Carry on the article below about paying credit card annual fees, picking up right after its last sentence.

==== SELECTED TEXT

Getting into the habit of paying annual fees on credit cards, when they’re worthwhile, is a natural part of progressing from a beginner Miles & Points collector to a more advanced user.
However, there’s undeniably a bit of a mental block that needs to be overcome at the start in order to get “comfortable” with paying significant sums of money for the privilege of getting a credit card.
In this article, we’ll look at many of the reasons why it’s worthwhile to pay annual fees as you seek to earn points, and what steps can be taken to soften the blow and make the higher outlays easier to swallow.
The Points Outweigh the Cost
The general principle is that credit card annual fees are easily justifiable if it’s outweighed by what you receive in exchange on the card, which usually takes the form of a generous signup bonus.
The two most noteworthy credit cards in our space with high annual fees are probably the American Express Business Platinum Card and the American Express Platinum Card.
The former comes with an annual fee of $499, which you pay upfront on the first statement, while the latter has an even higher price tag of $699, although the $200 annual travel credit (which can be converted to cash) brings that down to a net $499 as well.
100,000 MR points
90,000 MR points
So, you’ll find yourself at least $499 out-of-pocket in applying for each of these cards. What do you get in return?
The first factor to consider is the amount of the welcome bonus, including the number of points you’d earn from meeting the minimum spending requirement (if any).
If you were to, say, redeem the points for travel in a premium cabin, you’d likely be unlocking a significant amount of value, which could be much higher than what our Points Valuations might predict.
But perhaps you aren’t quite certain what you’ll be willing or able to redeem them for in the future. It might therefore be more useful to think about the minimum value of the welcome bonus.
For example, if a welcome bonus on one of the cards is 100,000 American Express Membership Rewards points, you’d be getting at least $1,000 of value from the welcome bonus if you were to redeem them for a statement credit at 1 cent per point (cpp).
When you factor in the net annual fee, you’re coming out at least $501 ahead, which is pretty good.
Of course, you can certainly redeem them at a much higher value by transferring them to airline partners; however, for this exercise, we’re more so focused on the minimum value to err on the side of caution.
Perks and Benefits
Looking at the signup bonus alone, you’re already coming out ahead – but what about all the other perks that come with a credit card?

========
==== PROVIDED RECORDS

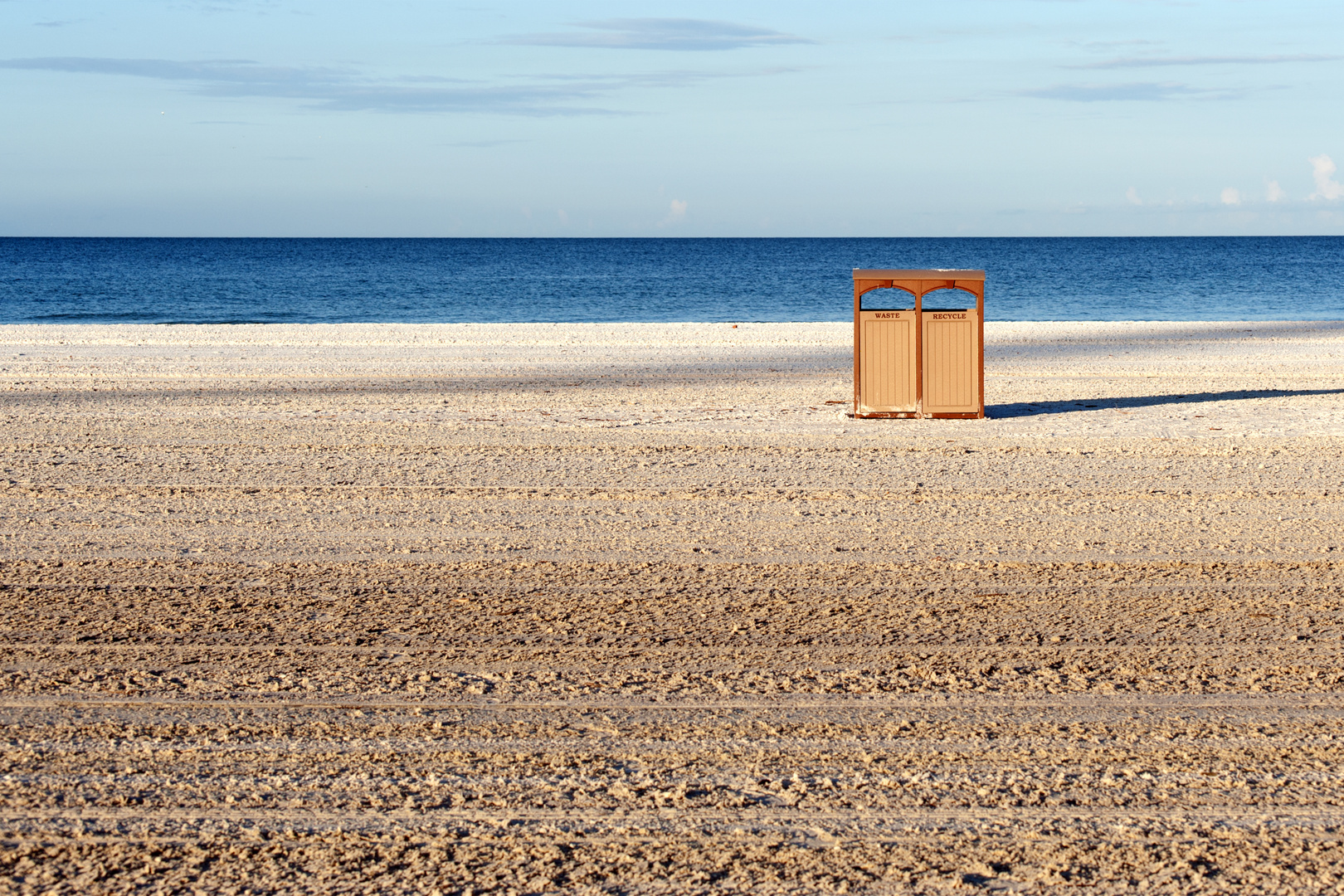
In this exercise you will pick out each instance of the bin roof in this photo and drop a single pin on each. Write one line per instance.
(859, 273)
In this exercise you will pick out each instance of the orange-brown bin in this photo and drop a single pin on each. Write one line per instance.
(914, 360)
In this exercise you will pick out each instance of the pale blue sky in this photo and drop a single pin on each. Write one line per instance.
(416, 119)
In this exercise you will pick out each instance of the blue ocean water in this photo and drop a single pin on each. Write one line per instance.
(203, 281)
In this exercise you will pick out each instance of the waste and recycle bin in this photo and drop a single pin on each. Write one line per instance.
(919, 362)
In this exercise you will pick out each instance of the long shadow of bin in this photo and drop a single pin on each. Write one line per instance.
(1031, 409)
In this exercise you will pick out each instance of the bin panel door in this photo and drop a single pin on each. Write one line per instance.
(888, 362)
(951, 363)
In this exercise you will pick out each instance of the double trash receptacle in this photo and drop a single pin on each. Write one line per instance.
(917, 362)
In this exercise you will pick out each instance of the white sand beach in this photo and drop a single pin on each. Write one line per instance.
(541, 607)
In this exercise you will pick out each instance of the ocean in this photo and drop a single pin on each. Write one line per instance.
(236, 281)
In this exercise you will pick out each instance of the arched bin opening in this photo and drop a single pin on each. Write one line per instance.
(918, 343)
(886, 299)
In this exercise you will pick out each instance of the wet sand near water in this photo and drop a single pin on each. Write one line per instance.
(639, 609)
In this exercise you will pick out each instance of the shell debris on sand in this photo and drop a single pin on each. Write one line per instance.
(636, 607)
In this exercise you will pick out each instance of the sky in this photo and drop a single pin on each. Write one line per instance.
(566, 119)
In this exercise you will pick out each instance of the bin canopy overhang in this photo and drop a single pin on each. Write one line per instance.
(917, 282)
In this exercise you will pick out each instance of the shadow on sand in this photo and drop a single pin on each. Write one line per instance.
(1031, 409)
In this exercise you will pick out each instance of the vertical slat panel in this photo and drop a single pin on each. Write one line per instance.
(888, 363)
(951, 363)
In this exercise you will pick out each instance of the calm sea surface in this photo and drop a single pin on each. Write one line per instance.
(234, 281)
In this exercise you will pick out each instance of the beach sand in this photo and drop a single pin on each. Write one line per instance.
(637, 607)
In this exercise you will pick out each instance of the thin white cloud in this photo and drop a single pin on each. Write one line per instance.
(350, 90)
(676, 212)
(660, 34)
(1127, 93)
(1322, 173)
(1151, 62)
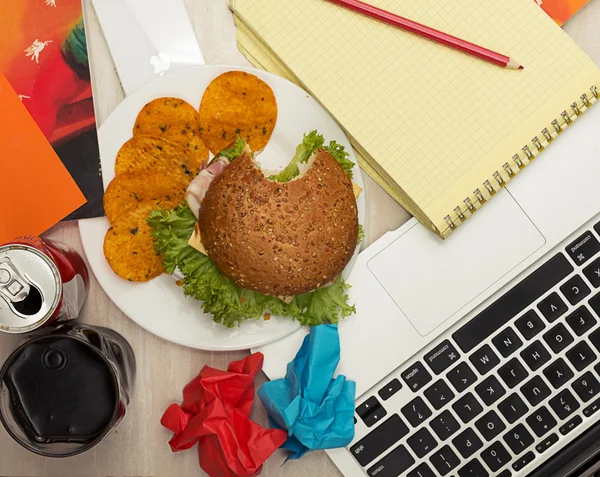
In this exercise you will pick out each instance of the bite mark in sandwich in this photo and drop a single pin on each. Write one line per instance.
(279, 239)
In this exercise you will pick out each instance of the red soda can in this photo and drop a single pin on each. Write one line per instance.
(41, 282)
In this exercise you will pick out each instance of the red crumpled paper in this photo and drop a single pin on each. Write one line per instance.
(215, 414)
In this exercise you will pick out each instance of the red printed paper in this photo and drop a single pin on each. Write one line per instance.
(215, 415)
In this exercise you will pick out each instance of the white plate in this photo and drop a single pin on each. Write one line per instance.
(159, 305)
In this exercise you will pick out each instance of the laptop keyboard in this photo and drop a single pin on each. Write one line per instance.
(499, 391)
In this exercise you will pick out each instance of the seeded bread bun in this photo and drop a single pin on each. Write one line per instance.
(280, 239)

========

## RESULT BELOW
Thinking again about the American Express Platinum Card and the Business Platinum Card by American Express, both offer unlimited lounge access, which is something many frequent flyers never travel without.
Lounges are invaluable to anyone who appreciates a place to relax, eat, and catch up on work before a flight, no matter which class of service they’ve booked.
Everyone will value lounge access differently depending on how often they travel, but there’s no doubt that the lounge access benefit is a net positive on any credit card, which builds upon the value provided by the signup bonus to make the annual fees well worth paying.
Another example takes the form of the Marriott Bonvoy credit cards. The Marriott Bonvoy American Express Card and the Marriott Bonvoy Business American Express Card have annual fees of $120 and $150, respectively, as well as modest welcome bonuses.
90,000 Bonvoy points
80,000 Bonvoy points
Beyond the initial influx of points, the ongoing benefits you get on every membership anniversary can even justify keeping the cards open in the long term.
Specifically, for both of these cards, you earn a Free Night Award worth up to 35,000 Bonvoy points on every card anniversary date.
You’ll need to think carefully about the optimal use of this certificate, but it shouldn’t be too hard to redeem it for a hotel night that would otherwise cost you $350+ in most circumstances.
You’re basically paying $120–150 every year for something that’s worth much more in return, so as long as travel is part of your budget and you’d be paying for hotels otherwise, it’s a good deal to keep these credit cards around.
You Will Earn Points Much Faster
The basic idea of paying annual fees is as we’ve described above: you get much more in return compared to paying the fee.
But if we zoom out and think about the practice of amassing points through signup bonuses, then we see that incorporating high-value credit cards into your strategy allows you to earn points much faster.
When people are just starting out with Miles & Points, it can be a good idea to stick to the no-fee cards, or cards that have a first-year annual fee waiver, in order to test things out and develop comfort with the process.
But the lifelong principle of “no risk, no reward” rings ever so true, and the credit cards with lower upfront outlays also tend to have lower welcome bonuses to your pad your points balance.
In fact, cards with higher annual fees almost always have a significantly higher welcome bonus than cards with smaller annual fees. In some cases, the welcome bonus may even be two- or three-times more than the lower-tiered cards. While you may incur an annual fee at the outset, the healthy injection of points into your account is by far the fastest way to earn points.
If you happen to have a lofty dream to fly an aspirational business class or First Class product, then the easiest way to get there is to earn enough points as quickly as possible, which may mean paying an annual fee to get there sooner.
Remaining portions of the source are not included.